## 課題
以下の資産別投資シミュレーションの抜粋を、一字一句変えずに全文書き写してください。

## 文書抜粋
ある月の評価額をA、ある月を中心とした評価額の5か月移動平均をBとすると、
変動率 = ( A – B ) / B × 100 (%)
さらに、毎月の変動率から標準偏差σを算出し、その3倍(3σ:ある事象が99.7%の確率で発生する範囲)を、そのポートフォリオの変動率(リスク)として評価した。
元本の推移
2016年4月に100万円を一括投資したときの、元本の推移は以下の通りとなりました。
5年後の評価額は、外国株式 > 国内株式 > 国内REIT > 外国REIT > 外国債券 > 国内債券 の順になりました。やはり株式のトータルリターンは抜けており、ポートフォリオからは外せません。
国内と外国株式の序列については、前半の2年は国内株式がトップだったのですが、徐々に外国株式が追い上げ、2020年3月のコロナショック後に引き離し、最終的に外国株式が評価額トップで、トータルリターンは評価額で187万円、パーセントで表現すると187.1%でした。2位の国内株式は166.7%と、これもなかなかのリターンとなっています。
REITは途中まで評価額を上げていたのですが、コロナショックで大幅に価格が下落し、今も回復途上といったところで、国内REITが128.0%、外国REITが117.2%となりました。
債券はほぼ横ばいで、外国債券が110.2%、国内債券が99.1%と、特に国内債券は最初から最後までほとんど変動していない上、最終的に損益がマイナスになっています。ゼロ金利政策の影響ということですね。
変動率の推移
2016年4月に100万円を一括投資したときの、変動率の推移は以下の通りとなりました。

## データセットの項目
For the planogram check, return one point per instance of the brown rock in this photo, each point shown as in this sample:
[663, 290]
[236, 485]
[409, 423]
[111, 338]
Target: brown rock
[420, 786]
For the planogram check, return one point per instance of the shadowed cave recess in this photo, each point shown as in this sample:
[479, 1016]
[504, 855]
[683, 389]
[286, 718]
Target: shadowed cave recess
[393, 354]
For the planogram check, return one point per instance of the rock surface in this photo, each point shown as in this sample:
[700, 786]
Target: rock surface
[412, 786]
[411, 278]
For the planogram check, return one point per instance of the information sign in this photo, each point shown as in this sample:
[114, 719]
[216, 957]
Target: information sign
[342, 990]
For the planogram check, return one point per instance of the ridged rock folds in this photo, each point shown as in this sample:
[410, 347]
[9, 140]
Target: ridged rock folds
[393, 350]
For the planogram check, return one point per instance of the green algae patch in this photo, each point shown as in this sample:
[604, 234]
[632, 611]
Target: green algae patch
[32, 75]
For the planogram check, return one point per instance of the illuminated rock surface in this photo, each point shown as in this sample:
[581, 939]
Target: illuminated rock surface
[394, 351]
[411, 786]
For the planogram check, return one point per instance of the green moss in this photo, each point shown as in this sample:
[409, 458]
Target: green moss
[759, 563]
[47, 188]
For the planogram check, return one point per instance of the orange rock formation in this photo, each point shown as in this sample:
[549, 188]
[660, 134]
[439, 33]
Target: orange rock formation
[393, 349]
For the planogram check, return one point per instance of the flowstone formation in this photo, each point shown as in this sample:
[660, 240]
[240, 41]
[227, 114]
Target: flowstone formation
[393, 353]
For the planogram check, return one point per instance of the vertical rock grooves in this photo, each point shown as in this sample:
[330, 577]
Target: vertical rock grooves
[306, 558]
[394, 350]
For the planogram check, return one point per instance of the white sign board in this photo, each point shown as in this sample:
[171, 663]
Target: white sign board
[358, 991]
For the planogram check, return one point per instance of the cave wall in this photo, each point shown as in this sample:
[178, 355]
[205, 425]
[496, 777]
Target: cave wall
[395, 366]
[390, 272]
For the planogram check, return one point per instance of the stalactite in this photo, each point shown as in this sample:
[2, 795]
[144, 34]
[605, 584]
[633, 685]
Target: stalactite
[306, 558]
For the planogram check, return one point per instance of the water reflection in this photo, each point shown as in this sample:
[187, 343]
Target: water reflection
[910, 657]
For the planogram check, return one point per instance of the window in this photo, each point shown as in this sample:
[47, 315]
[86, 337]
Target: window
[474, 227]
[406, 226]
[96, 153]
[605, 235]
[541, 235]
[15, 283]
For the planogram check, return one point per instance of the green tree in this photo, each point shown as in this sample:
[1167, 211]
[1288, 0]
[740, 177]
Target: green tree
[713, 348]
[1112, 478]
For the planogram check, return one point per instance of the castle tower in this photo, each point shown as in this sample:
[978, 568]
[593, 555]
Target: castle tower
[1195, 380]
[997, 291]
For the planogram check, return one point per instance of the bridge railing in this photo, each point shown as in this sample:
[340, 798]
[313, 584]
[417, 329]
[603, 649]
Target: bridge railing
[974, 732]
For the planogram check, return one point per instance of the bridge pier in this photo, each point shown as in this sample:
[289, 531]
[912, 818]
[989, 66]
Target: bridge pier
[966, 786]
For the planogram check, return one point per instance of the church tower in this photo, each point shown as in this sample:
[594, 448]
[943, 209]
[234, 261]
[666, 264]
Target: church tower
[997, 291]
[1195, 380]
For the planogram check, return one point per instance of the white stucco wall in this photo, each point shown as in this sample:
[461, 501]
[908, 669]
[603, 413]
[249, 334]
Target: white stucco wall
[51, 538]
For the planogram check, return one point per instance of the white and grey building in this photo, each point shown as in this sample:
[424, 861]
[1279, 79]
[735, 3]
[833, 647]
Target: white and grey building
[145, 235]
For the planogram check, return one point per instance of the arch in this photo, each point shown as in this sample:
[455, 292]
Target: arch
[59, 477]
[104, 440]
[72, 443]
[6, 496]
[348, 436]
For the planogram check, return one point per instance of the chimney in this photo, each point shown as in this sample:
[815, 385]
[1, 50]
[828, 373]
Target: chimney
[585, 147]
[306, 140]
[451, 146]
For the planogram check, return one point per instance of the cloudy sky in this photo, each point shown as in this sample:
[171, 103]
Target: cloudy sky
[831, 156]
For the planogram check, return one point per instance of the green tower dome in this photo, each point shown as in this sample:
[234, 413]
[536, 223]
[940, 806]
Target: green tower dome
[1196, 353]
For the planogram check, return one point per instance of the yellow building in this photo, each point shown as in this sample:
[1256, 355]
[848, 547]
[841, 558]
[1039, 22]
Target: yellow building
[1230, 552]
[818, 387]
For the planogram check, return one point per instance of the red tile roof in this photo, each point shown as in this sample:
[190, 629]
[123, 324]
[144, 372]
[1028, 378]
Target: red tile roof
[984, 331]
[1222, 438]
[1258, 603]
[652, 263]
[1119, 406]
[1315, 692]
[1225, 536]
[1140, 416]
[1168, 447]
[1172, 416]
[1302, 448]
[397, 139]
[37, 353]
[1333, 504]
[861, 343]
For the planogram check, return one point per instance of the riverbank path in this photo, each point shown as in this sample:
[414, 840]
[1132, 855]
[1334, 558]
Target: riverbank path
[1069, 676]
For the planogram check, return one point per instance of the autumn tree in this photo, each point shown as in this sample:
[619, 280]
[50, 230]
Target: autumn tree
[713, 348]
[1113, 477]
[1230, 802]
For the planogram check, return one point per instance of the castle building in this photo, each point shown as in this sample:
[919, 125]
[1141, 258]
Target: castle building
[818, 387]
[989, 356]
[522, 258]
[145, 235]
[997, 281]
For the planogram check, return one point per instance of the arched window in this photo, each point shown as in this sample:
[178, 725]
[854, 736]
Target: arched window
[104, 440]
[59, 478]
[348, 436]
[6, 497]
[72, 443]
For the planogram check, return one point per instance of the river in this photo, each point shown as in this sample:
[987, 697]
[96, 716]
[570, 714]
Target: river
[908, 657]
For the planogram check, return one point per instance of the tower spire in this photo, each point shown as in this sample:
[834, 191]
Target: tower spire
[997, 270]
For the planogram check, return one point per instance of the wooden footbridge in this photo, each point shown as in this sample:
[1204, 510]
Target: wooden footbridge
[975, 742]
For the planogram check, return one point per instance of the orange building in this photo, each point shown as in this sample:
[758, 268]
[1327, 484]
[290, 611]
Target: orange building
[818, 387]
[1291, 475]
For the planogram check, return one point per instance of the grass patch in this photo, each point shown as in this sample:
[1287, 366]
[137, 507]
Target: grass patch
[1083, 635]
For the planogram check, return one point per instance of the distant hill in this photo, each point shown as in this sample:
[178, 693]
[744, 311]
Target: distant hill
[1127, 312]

## 解答例
ある月の評価額をA、ある月を中心とした評価額の5か月移動平均をBとすると、
変動率 = ( A – B ) / B × 100 (%)
さらに、毎月の変動率から標準偏差σを算出し、その3倍(3σ:ある事象が99.7%の確率で発生する範囲)を、そのポートフォリオの変動率(リスク)として評価した。
元本の推移
2016年4月に100万円を一括投資したときの、元本の推移は以下の通りとなりました。
5年後の評価額は、外国株式 > 国内株式 > 国内REIT > 外国REIT > 外国債券 > 国内債券 の順になりました。やはり株式のトータルリターンは抜けており、ポートフォリオからは外せません。
国内と外国株式の序列については、前半の2年は国内株式がトップだったのですが、徐々に外国株式が追い上げ、2020年3月のコロナショック後に引き離し、最終的に外国株式が評価額トップで、トータルリターンは評価額で187万円、パーセントで表現すると187.1%でした。2位の国内株式は166.7%と、これもなかなかのリターンとなっています。
REITは途中まで評価額を上げていたのですが、コロナショックで大幅に価格が下落し、今も回復途上といったところで、国内REITが128.0%、外国REITが117.2%となりました。
債券はほぼ横ばいで、外国債券が110.2%、国内債券が99.1%と、特に国内債券は最初から最後までほとんど変動していない上、最終的に損益がマイナスになっています。ゼロ金利政策の影響ということですね。
変動率の推移
2016年4月に100万円を一括投資したときの、変動率の推移は以下の通りとなりました。